__Provided text__
Roanoke Times Copyright (c) 1995, Landmark Communications, Inc. DATE: FRIDAY, April 21, 1995 TAG: 9504220016 SECTION: BUSINESS PAGE: A-9 EDITION: METRO SOURCE: Associated Press DATELINE: NEW YORK LENGTH: Medium
The former chairman of W.R. Grace & Co. and adviser to three presidents died of cancer in New York's St. Vincent's Hospital, relatives and company officials said Thursday.
As CEO of the world's leading maker of specialty chemicals, the hard-working Grace was the longest-running head of a major U.S. company. As head of the Reagan-era Grace Commission, he was a zealous national crusader for cutting government waste. As a leading Roman Catholic, he hobnobbed with popes.
But he fell from power last month at the company that practically reared him, when major shareholders revolted partly as a result of millions in company payments for his chef, nurses and other lavish perks.
Earlier, chief executive J.P. Bolduc - who was streamlining the company - was forced out because of sexual harassment allegations.
The turbulence and Grace's death mark the end of an era for the Grace empire, which was founded as a Peru-based shipper by Grace's Irish immigrant grandfather and led by three successive generations of Graces.
As scion of the Grace fortune and chief executive officer from 1945-92, Grace identified totally with the company - perhaps one reason he tripped up over using company money as his own.

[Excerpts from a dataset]
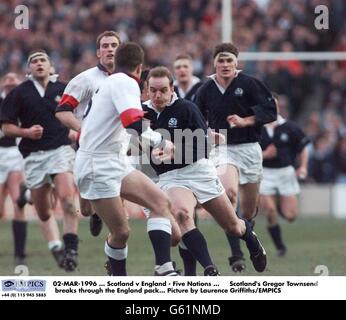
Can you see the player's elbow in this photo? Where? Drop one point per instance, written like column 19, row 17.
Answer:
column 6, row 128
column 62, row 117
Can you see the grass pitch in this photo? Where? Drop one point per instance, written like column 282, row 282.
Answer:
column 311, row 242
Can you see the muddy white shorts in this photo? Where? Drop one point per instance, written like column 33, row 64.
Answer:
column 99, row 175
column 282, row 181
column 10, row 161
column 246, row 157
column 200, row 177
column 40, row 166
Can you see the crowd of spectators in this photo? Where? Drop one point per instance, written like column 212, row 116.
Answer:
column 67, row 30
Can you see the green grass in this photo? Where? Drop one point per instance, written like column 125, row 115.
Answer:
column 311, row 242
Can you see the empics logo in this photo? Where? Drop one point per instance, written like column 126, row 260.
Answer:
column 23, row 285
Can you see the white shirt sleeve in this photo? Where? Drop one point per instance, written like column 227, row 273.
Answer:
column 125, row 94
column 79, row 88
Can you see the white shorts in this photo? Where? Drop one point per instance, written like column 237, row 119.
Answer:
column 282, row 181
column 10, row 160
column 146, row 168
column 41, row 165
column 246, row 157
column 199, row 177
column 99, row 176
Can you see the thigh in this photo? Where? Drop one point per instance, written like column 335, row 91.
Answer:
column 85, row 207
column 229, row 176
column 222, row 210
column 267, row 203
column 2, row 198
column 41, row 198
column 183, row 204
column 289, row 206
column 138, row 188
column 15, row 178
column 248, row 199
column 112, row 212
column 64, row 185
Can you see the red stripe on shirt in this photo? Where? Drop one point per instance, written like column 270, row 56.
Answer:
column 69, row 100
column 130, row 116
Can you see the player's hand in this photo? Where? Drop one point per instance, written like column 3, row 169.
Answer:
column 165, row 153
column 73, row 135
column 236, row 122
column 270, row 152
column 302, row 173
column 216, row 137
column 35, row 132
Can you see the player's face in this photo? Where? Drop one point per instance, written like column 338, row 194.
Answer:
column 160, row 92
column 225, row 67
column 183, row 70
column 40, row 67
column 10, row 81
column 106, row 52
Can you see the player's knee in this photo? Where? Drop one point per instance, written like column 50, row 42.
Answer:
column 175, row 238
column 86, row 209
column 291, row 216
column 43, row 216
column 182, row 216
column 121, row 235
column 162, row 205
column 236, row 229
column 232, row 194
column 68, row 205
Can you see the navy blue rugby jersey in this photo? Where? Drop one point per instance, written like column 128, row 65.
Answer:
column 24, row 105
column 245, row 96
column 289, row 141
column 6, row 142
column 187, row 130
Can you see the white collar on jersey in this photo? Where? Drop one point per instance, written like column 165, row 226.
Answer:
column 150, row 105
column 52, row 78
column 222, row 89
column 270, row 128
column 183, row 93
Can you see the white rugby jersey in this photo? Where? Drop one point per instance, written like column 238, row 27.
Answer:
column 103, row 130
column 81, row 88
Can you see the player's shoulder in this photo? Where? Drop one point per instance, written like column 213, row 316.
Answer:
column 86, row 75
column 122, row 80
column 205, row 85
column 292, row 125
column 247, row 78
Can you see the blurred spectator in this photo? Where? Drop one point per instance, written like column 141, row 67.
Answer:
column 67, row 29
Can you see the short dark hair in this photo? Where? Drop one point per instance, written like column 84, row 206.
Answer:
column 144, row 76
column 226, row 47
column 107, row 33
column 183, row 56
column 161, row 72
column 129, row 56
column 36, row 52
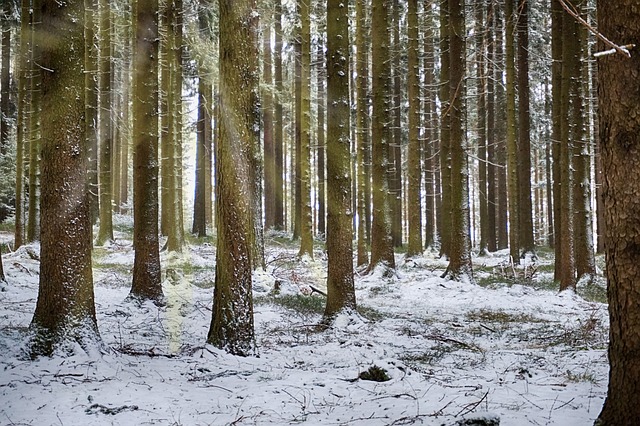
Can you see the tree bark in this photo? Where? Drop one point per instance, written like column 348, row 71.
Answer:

__Assignment__
Resume the news article about the death of W.R. Grace & Co.'s former chairman, starting right after its final sentence.

__Exercise response__
``He looked on the Grace company as his family corporation,'' said columnist Jack Anderson, co-chairman of an institute on government waste that Grace founded after the commission finished its work in 1984.
``I guess he had some trouble understanding that it was owned by the shareholders,'' he said, adding that ``he was certifiably a curmudgeon, but had the biggest heart of anybody I've known.''
Born in Manhasset, Long Island, on May 25, 1913, Grace started in the Grace company mailroom in 1936 after graduating from Yale University.
By age 32, he took over the company, which had expanded into aviation, cotton, sugar and nitrate in Latin America.
Grace took the company public in 1954 and began expanding into chemicals - the backbone of the company today. In the 1960s and 1970s, he also diversified into restaurants and home improvement and purchased a 56 percent interest in the Herman's sporting goods chain.
``You have to be big to take risks and you have to take risks to grow,'' Grace once said.